■ Extract:
After 30 years together, Nikki (Bening) struggles to cope when her husband Garret (Harris) dies during a vacation in Mexico. Five years later when her daughter Summer (Weixler) goes off to university, she finds her days flooded with memories, only livened up by visits from the smiley widower (Williams) across the street. Then she spots a man who looks uncannily like Garret and becomes obsessed with finding out who he is. She knows she's being crazy, but she follows Tom (also Harris) to the college where he teaches art, asking him for private lessons.

Director-cowriter Posin builds a foreboding tone as dark memories of Nikki's happy 30 years with Garret shift into a doppelganger mystery-romance. Obviously, things are going to get very strange when anyone who knew Garret meets Tom. So as the script dances around this elephant in the room, it begins to feel somewhat contrived. Clearly the only way forward here is pure openness and honesty, but Nikki stupidly tries to hide Tom without telling him what's up, and it's irritating to watch the situation spiral out of hand.

■ Supplied material:
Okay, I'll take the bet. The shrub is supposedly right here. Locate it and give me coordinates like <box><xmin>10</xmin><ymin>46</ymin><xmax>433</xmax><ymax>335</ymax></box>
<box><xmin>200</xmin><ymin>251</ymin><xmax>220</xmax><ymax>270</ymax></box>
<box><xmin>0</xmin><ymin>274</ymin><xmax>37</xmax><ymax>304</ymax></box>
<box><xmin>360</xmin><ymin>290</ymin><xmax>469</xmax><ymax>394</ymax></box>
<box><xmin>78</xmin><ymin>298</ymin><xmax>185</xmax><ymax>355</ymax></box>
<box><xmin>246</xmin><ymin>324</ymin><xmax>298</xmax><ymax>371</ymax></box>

■ Goals:
**1.** Using the review, answer the following:
(a) Where does Garret die?
(b) What subject does Tom teach at the college?
(c) Who builds the foreboding tone described in the review?
**2.** Summarize the review in two sentences.
**3.** Reproduce the passage of the review from "After 30 years" up to and including "for private lessons.", swapping "Mexico" for "Spain".
The listing above is separate material and is unrelated to the review.

■ Answers provided:
**1.**
(a) During a vacation in Mexico.
(b) Art.
(c) Director-cowriter Posin.

**2.** Five years after her husband Garret dies on a vacation in Mexico, Nikki becomes obsessed with Tom, a man who looks uncannily like him, and follows him to the college where he teaches art to ask for private lessons. The story shifts into a doppelganger mystery-romance that begins to feel somewhat contrived, and it is irritating to watch Nikki hide Tom without telling him what is going on.

**3.**
After 30 years together, Nikki (Bening) struggles to cope when her husband Garret (Harris) dies during a vacation in Spain. Five years later when her daughter Summer (Weixler) goes off to university, she finds her days flooded with memories, only livened up by visits from the smiley widower (Williams) across the street. Then she spots a man who looks uncannily like Garret and becomes obsessed with finding out who he is. She knows she's being crazy, but she follows Tom (also Harris) to the college where he teaches art, asking him for private lessons.